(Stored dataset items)
┌──

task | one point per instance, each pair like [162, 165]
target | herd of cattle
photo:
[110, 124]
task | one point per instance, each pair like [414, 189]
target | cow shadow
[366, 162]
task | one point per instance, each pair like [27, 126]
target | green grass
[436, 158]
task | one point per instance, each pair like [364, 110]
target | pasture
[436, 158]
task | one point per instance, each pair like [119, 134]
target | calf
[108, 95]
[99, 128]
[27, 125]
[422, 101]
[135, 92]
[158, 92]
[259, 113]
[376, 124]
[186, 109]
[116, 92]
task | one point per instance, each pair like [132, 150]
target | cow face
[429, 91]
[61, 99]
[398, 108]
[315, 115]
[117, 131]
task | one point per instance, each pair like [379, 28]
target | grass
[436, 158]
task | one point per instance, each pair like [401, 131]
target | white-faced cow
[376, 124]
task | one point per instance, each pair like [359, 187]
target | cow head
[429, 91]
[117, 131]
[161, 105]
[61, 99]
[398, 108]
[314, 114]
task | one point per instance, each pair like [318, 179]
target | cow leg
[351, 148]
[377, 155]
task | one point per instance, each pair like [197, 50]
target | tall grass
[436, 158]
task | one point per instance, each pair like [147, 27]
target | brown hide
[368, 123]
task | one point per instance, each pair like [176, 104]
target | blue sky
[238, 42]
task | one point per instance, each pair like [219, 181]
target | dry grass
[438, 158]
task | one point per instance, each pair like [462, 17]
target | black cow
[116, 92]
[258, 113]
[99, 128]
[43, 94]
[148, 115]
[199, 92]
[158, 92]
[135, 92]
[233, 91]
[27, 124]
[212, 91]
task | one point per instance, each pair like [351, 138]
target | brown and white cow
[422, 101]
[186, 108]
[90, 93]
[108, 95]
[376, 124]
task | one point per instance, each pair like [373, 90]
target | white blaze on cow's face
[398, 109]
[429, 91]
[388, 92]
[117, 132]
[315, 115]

└──

§ **Description of the task**
Quote the data word for word, from the line containing "task | one point per instance, each pair like [364, 110]" down through the end of the data, including both ends.

§ **The output**
task | one point per instance, each pair like [364, 110]
target | pasture
[436, 158]
task | one point per instance, each pair like [119, 134]
target | calf
[108, 95]
[99, 128]
[27, 125]
[422, 101]
[135, 92]
[158, 92]
[259, 113]
[376, 124]
[186, 109]
[116, 92]
task | one point per instance, each pair like [132, 150]
target | cow face
[429, 91]
[61, 99]
[398, 108]
[315, 115]
[117, 131]
task | one point per instance, each pair like [379, 28]
target | grass
[436, 158]
task | one point per instance, each pair like [401, 131]
target | white-faced cow
[376, 124]
task | one point per instance, each pair like [359, 187]
target | cow head
[429, 91]
[117, 131]
[161, 105]
[61, 99]
[398, 108]
[314, 114]
task | one point per instance, each pair like [318, 179]
target | cow leg
[351, 148]
[377, 155]
task | one point per instance, each pair like [197, 50]
target | tall grass
[436, 158]
task | one point per instance, each pair like [147, 27]
target | brown hide
[368, 123]
task | one point per instance, each pair like [176, 104]
target | blue sky
[238, 42]
task | one point per instance, each pair like [219, 181]
target | dry grass
[438, 158]
task | one point per instance, each pair like [462, 17]
target | black cow
[116, 92]
[258, 113]
[99, 128]
[43, 94]
[148, 115]
[199, 92]
[158, 92]
[135, 92]
[233, 91]
[27, 124]
[212, 91]
task | one point per instance, each pair like [351, 138]
target | brown and white cow
[422, 101]
[186, 108]
[90, 93]
[108, 95]
[376, 124]
task | one point per instance, each pair like [373, 90]
target | white blaze on cow's face
[398, 109]
[429, 91]
[388, 92]
[117, 132]
[315, 115]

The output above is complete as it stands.